» AVAILABLE DATA:
=======

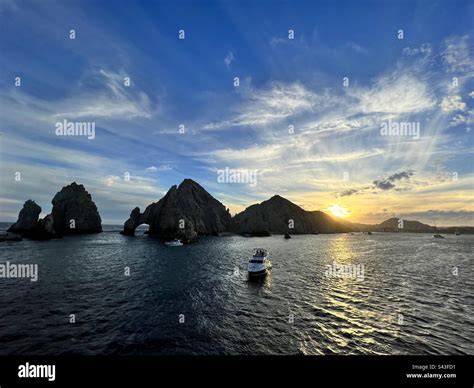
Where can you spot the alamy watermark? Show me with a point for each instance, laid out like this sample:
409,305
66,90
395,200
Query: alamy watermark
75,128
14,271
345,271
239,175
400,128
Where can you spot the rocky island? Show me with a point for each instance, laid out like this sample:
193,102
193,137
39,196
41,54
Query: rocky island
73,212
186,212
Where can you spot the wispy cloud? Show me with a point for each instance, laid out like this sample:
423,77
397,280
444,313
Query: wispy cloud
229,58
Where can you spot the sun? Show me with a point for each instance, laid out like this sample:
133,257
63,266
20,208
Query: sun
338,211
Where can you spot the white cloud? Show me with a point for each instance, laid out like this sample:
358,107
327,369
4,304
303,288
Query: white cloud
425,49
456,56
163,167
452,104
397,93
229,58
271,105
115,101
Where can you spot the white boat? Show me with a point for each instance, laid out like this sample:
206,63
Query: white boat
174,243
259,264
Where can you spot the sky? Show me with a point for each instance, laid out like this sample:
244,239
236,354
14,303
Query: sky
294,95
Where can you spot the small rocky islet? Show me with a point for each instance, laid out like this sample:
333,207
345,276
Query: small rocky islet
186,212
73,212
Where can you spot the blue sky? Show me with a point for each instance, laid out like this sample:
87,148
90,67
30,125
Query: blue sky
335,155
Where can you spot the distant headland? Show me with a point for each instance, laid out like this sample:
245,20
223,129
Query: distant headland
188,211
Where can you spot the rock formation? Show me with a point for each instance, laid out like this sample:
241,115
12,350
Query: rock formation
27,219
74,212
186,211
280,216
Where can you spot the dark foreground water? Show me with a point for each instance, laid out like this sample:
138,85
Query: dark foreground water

=======

» YOUR OBJECTIVE: Restate every entry above word for word; no picture belongs in the copy.

» EXPECTED ANSWER:
Where can you spot the alamy watermark? Show me with a point for each instance, laid out like this sample:
409,305
66,90
395,200
Query: alamy watermark
75,128
14,271
345,271
239,175
400,128
Where can you spot the rocky island? Show me with a point for each instance, laid out like this sample:
193,102
193,137
39,196
41,54
Query: rocky island
73,212
186,212
Where can you spot the wispy cloud? Show me with a point for each instance, laid out like this sample:
423,77
397,280
444,313
Query: wispy cloud
229,58
Where can you spot the sun? Show me with a point for each instance, laid out like this sample:
133,257
63,266
20,208
Query: sun
338,211
Where can you spot the white cloud? Show me with a point for each instance, laid out like this sample:
358,107
327,369
4,304
303,288
Query: white cloud
425,49
456,56
163,167
452,104
397,93
229,58
271,105
115,101
Where can you spot the white boat? Show me with a point for each instance, laid out like this sample:
206,63
Query: white boat
174,243
259,264
Where can you spot the sky? Show me with a point for each instance, laid out like this sample:
244,239
236,354
14,303
Query: sky
294,95
Where can you spot the small rocky islet? Show me with a point for each instance, laid out like this sample:
333,207
345,276
Query: small rocky islet
186,212
73,212
Where can you spot the blue sky? Show me with a point for each instance, laid out like this sample:
87,148
90,67
30,125
Query: blue sky
335,155
Where can you spot the distant headland? Show me with a point for each instance, laid out like this sample:
245,20
223,129
Query: distant headland
188,211
Where can you spot the rock formation? Show me with a point for each instance, laid out like this sample:
241,115
12,350
Query: rock formation
27,219
74,212
186,211
280,216
Where can you spot the dark foreground water? Show me with a point for each instance, laid out like this sample:
138,85
Query: dark foreground water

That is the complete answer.